BEGIN Given records

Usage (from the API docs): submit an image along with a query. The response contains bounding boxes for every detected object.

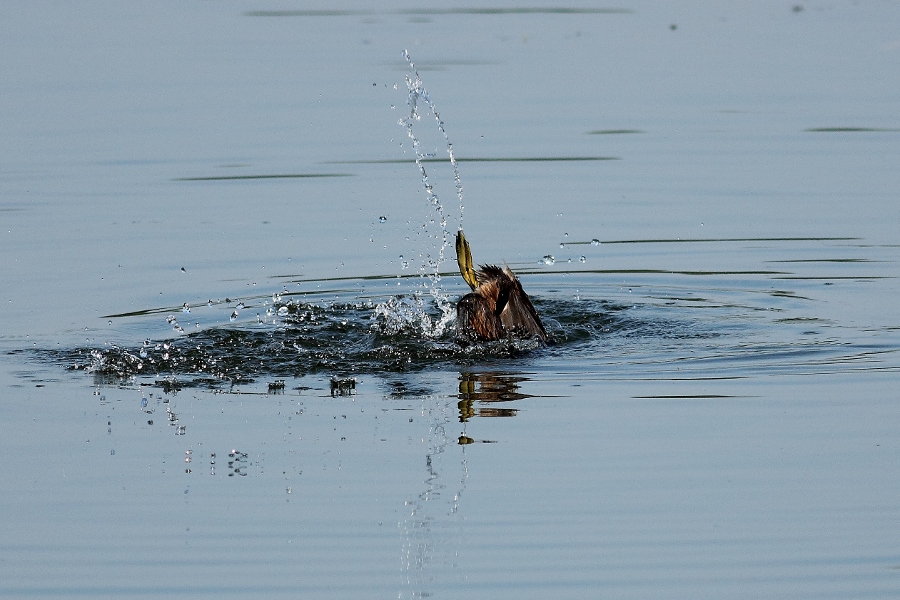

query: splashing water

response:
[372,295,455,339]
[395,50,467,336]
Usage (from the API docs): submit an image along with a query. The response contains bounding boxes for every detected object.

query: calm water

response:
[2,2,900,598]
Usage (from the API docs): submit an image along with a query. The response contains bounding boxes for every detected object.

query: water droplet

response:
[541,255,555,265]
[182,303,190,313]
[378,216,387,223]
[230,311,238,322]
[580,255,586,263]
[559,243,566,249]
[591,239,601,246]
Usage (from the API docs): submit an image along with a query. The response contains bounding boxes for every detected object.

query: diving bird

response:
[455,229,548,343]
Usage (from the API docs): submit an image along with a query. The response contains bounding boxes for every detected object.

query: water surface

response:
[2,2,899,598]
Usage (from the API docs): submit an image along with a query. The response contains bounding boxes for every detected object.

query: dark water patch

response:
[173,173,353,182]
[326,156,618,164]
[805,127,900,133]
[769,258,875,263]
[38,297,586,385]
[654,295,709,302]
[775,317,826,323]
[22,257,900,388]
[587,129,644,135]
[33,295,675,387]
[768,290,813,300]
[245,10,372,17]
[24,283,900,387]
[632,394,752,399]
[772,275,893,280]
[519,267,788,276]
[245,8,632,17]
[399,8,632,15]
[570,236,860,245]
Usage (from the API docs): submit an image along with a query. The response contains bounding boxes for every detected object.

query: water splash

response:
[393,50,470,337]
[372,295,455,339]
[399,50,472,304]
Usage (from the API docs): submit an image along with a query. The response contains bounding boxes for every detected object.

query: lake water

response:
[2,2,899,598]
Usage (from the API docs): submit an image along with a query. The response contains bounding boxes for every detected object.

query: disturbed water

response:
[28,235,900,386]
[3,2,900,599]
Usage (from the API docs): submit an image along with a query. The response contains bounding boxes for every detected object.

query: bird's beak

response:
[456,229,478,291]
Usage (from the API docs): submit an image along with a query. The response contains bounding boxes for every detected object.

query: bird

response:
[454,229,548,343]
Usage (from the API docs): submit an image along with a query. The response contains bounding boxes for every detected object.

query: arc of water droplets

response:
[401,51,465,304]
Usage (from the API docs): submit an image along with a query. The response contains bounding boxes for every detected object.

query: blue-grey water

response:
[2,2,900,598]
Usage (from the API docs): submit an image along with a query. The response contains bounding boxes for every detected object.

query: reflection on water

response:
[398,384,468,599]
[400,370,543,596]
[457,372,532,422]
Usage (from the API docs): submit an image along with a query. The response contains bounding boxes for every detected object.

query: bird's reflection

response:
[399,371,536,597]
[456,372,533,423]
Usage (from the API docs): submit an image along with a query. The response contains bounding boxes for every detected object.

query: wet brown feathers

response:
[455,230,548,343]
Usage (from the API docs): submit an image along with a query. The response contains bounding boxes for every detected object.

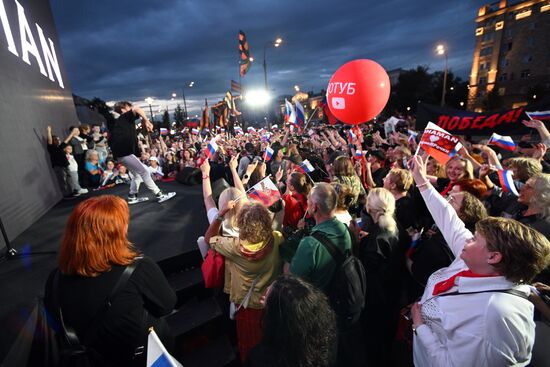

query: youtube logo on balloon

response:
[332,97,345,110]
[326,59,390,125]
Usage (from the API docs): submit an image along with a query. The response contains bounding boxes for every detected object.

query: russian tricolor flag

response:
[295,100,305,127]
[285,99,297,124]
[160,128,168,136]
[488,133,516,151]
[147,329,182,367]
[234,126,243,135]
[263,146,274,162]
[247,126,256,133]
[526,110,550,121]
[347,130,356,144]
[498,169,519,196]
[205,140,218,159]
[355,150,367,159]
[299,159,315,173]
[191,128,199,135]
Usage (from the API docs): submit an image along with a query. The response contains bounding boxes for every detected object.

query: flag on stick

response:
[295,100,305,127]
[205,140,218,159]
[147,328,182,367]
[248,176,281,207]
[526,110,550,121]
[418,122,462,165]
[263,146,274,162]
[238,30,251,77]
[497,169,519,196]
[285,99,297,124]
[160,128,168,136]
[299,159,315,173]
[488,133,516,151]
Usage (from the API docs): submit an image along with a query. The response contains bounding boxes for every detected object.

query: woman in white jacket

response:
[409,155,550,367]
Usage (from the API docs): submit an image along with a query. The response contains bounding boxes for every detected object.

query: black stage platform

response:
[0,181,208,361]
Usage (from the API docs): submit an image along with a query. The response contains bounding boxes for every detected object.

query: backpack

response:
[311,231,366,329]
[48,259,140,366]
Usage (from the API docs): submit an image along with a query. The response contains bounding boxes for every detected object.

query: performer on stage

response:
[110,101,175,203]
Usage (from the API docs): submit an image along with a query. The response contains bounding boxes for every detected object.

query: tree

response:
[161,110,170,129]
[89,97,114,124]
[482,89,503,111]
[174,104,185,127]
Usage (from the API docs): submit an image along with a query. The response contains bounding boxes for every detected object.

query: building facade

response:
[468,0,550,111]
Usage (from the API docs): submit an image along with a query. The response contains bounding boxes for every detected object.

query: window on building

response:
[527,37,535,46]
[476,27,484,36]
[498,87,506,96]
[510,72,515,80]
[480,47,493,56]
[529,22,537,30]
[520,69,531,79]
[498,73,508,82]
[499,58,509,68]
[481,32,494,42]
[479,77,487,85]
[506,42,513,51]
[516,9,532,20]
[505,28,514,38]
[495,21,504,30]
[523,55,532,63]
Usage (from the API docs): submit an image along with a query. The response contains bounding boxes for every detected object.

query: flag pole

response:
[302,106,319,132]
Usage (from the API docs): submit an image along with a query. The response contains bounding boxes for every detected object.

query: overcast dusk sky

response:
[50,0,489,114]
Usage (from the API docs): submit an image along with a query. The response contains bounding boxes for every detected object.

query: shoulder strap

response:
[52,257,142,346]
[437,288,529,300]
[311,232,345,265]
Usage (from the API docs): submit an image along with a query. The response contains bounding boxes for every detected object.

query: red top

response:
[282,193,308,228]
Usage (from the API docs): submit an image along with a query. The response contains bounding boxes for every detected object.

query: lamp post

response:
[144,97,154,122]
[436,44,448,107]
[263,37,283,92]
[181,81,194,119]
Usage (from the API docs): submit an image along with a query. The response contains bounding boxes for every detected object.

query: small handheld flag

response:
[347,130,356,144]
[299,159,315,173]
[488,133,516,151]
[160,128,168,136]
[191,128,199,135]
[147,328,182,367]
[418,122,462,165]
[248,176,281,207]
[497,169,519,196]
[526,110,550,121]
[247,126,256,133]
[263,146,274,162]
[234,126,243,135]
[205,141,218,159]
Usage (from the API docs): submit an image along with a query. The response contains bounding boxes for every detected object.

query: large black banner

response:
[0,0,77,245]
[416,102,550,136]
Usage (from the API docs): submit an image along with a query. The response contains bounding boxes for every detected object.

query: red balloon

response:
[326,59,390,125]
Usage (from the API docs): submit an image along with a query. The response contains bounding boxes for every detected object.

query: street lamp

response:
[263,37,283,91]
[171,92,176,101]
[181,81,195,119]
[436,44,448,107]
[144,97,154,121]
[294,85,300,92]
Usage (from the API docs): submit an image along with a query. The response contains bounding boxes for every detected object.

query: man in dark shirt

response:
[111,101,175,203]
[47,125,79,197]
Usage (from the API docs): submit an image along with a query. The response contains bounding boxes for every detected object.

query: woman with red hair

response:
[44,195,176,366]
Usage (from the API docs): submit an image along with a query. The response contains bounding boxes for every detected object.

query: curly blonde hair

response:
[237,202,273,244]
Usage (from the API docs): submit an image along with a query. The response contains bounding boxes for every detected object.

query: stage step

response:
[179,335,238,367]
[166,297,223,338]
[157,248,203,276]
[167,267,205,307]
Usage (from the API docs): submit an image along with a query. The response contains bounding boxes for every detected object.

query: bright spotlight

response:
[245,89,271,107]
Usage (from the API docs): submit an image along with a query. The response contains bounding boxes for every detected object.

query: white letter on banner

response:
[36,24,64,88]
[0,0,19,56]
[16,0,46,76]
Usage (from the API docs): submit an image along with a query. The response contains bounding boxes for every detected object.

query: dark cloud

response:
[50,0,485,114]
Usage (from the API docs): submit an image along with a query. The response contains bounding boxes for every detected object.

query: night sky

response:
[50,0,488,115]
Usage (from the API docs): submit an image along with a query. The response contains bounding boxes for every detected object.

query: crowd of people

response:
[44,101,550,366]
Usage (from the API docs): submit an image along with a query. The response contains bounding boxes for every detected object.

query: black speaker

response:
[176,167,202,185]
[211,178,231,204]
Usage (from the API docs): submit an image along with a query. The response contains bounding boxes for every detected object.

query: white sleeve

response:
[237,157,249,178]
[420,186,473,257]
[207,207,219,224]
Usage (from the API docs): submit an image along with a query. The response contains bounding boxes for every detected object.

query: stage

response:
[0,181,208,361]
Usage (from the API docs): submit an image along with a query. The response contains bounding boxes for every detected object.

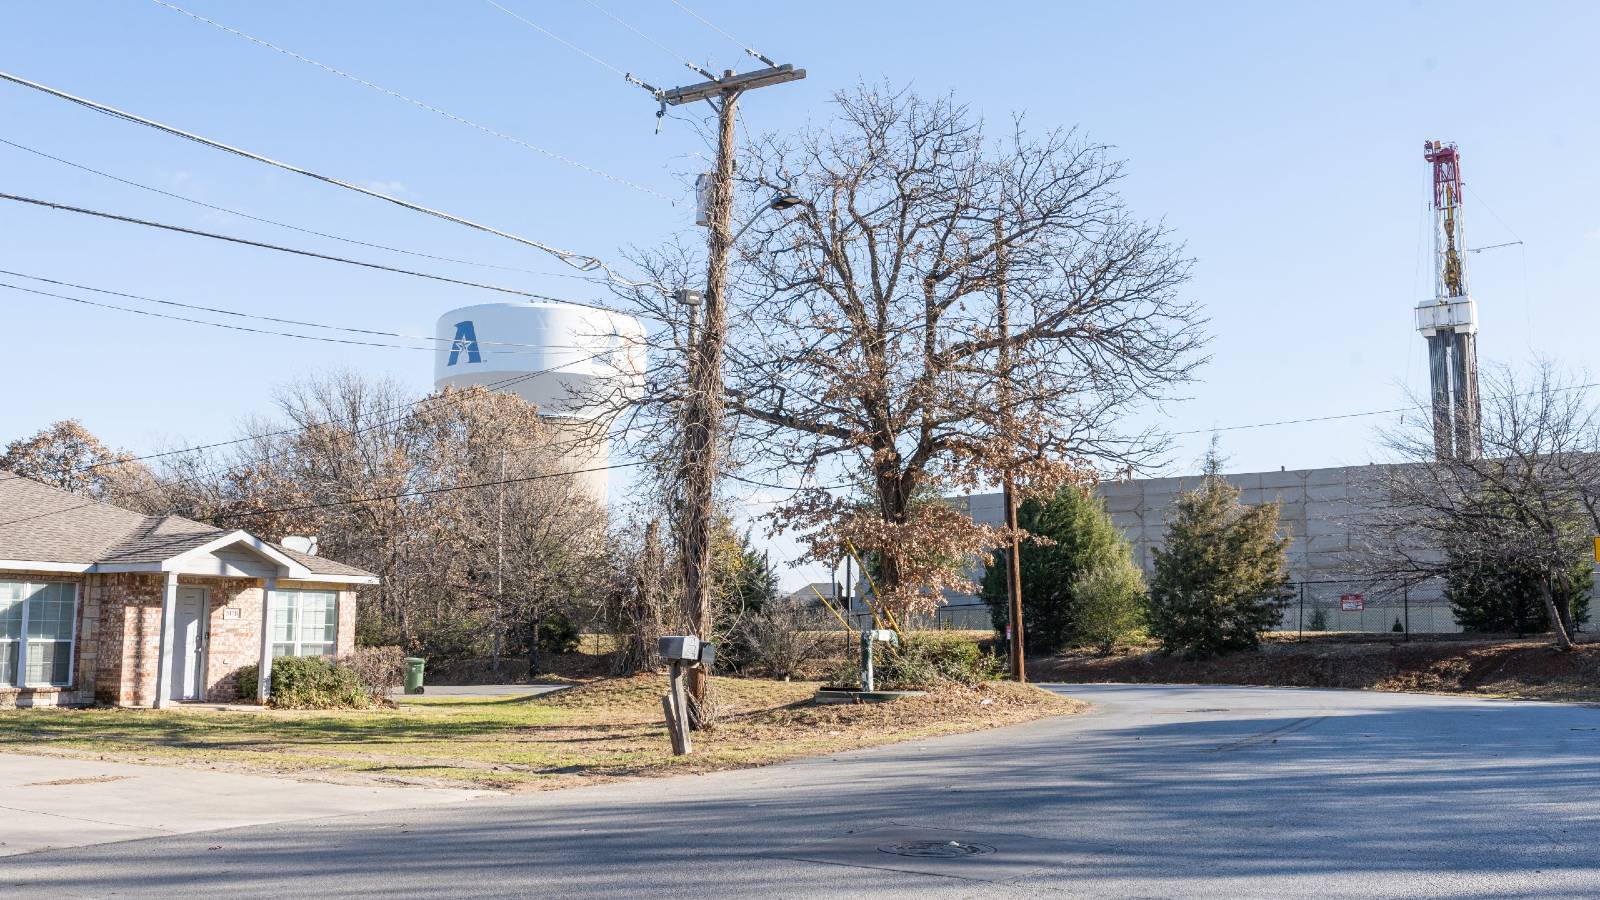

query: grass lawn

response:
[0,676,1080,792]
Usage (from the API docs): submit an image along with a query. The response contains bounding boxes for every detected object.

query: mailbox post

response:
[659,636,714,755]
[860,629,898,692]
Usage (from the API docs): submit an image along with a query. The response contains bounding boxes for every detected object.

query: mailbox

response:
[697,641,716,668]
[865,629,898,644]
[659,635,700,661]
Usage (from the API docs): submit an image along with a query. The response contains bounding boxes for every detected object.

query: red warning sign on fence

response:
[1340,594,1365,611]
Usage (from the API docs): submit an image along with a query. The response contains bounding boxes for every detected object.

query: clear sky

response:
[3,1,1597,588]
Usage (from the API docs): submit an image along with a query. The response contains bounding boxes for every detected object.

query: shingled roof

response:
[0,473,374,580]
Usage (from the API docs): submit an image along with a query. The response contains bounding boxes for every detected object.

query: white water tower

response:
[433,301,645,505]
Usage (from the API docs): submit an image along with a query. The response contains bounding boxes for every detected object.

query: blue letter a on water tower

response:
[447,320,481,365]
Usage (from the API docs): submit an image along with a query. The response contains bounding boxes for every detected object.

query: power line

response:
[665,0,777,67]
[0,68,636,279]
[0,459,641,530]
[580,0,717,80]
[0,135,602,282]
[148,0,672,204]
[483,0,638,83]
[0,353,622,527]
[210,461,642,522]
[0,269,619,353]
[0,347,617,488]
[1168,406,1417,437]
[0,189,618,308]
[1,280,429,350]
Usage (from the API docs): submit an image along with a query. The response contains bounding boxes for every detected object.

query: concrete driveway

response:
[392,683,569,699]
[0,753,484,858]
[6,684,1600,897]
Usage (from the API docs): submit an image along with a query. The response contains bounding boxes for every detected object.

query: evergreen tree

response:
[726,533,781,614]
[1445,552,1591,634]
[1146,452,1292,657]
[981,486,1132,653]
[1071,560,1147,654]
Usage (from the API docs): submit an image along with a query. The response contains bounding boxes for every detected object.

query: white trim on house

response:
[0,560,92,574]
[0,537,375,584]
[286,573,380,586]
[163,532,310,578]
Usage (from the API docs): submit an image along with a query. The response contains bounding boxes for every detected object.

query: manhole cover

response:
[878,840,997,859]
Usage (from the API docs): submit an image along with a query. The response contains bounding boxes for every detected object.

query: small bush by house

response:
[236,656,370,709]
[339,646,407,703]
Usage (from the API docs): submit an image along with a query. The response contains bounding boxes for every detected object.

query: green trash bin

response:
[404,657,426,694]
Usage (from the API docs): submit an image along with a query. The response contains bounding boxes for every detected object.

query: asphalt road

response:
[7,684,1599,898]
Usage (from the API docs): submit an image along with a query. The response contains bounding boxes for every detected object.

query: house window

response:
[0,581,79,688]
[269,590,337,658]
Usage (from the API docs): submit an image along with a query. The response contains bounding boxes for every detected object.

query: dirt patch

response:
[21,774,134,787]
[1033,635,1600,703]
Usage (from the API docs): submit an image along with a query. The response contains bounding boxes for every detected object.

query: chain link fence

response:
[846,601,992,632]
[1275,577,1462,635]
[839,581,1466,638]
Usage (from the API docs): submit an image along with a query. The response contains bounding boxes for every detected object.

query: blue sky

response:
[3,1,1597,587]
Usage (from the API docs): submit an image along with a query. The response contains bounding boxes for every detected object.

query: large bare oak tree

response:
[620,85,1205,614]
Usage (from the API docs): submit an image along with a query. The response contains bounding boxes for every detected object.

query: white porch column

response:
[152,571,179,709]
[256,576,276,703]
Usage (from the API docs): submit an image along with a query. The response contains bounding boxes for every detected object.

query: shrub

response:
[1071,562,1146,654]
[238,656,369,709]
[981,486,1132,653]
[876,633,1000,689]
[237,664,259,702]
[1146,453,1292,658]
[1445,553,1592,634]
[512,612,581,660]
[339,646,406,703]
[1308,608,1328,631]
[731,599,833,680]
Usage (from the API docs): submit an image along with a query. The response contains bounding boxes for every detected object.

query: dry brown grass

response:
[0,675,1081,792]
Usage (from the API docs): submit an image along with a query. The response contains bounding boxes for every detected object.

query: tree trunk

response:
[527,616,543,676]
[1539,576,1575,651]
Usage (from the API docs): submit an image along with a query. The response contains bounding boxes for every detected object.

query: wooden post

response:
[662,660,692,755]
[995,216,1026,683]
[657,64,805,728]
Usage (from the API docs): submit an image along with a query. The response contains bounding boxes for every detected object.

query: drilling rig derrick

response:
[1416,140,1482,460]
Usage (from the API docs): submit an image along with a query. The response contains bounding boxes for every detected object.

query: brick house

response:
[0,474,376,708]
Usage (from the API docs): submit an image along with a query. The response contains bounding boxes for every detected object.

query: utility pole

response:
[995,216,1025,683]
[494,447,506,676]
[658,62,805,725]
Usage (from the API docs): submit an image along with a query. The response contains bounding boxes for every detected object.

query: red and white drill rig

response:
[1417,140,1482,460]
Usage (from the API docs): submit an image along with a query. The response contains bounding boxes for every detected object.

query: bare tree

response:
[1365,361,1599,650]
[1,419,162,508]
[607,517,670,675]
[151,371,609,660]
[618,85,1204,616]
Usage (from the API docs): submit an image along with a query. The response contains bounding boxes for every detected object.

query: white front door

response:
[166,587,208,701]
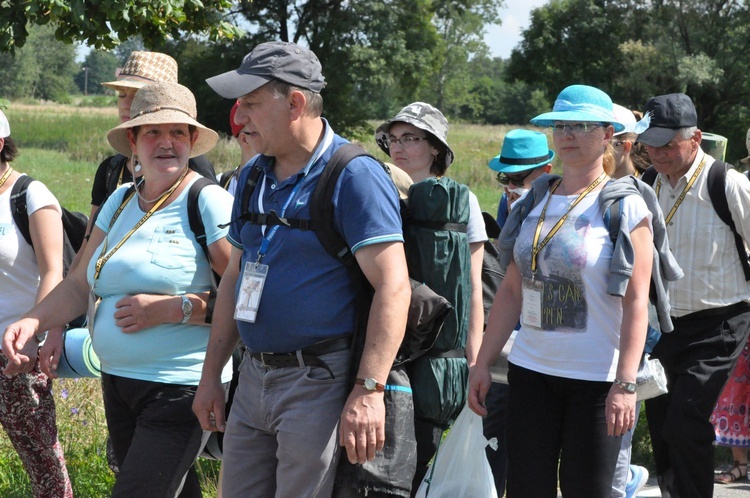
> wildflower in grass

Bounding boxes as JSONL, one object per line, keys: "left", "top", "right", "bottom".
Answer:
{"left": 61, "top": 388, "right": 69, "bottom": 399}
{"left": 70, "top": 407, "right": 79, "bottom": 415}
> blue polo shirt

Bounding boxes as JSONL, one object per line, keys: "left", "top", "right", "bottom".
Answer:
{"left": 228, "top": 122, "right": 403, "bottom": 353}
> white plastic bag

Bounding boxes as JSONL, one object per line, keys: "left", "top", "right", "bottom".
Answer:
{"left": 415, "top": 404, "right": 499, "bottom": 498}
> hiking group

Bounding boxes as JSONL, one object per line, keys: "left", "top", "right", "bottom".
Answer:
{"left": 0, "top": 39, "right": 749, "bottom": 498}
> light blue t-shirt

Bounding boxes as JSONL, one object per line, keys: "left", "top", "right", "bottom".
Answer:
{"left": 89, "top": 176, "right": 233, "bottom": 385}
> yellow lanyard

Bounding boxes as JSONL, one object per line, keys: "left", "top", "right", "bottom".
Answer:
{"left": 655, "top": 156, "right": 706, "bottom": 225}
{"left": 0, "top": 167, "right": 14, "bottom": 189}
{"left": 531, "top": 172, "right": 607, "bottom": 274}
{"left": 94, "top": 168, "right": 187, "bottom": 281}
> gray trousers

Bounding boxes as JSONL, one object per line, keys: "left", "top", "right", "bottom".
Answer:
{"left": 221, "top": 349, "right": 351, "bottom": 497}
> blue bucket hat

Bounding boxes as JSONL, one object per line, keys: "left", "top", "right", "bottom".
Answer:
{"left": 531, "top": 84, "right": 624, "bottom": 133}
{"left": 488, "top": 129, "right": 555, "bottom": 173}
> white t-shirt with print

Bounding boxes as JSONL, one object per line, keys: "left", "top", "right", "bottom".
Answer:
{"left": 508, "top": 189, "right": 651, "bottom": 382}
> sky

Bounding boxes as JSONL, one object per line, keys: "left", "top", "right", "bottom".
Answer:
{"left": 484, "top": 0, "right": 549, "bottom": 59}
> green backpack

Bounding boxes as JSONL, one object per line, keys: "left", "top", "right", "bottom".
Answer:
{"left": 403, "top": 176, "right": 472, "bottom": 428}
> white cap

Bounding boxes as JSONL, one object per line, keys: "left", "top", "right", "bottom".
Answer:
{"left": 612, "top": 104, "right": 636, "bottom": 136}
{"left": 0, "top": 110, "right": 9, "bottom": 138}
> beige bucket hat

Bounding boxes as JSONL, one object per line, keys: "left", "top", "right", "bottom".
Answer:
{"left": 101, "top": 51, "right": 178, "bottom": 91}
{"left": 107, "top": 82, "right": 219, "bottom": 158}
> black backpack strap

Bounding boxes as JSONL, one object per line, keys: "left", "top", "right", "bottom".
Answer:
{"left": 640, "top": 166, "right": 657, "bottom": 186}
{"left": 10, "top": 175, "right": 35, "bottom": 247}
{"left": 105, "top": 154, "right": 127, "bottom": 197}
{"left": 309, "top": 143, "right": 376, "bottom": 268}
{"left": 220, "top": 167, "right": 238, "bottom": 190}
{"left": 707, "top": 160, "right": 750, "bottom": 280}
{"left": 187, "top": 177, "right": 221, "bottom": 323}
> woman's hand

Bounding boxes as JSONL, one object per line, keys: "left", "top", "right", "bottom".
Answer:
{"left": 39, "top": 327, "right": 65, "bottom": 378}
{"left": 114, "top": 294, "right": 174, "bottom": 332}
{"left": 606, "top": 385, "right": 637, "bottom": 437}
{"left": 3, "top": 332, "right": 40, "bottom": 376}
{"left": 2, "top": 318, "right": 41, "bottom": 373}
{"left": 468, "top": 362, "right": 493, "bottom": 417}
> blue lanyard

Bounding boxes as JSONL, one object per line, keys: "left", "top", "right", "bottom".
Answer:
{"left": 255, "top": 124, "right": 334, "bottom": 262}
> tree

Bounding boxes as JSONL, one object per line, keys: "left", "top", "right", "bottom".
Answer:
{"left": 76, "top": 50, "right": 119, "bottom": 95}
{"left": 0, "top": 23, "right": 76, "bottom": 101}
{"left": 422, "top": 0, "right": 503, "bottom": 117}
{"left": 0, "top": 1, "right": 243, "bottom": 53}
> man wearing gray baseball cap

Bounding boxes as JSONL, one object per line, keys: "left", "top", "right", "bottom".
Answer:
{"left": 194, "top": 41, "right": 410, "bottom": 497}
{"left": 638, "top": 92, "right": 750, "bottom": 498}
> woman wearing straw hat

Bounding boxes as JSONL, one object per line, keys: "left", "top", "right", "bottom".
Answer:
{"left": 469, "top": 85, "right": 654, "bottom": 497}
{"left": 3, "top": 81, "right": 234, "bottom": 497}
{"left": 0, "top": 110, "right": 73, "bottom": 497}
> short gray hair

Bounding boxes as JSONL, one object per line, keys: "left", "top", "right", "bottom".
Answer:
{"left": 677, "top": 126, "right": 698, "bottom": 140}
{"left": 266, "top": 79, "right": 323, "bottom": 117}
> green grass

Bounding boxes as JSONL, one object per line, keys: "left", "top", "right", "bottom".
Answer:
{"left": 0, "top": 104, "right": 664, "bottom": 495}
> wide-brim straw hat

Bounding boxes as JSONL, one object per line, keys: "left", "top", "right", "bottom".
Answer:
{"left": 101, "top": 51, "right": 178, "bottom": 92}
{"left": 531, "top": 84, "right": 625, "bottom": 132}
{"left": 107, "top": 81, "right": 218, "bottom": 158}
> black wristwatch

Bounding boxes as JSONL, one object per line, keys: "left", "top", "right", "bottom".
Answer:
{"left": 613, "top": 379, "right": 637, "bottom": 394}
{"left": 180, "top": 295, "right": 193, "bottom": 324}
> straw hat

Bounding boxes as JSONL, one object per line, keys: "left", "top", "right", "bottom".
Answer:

END Given records

◆ Aim of the exercise ◆
Of all the lines in the data above, show only those that hold the word "wearing".

◆ Task result ◆
> man wearing gray baseball cap
> woman wearing straw hat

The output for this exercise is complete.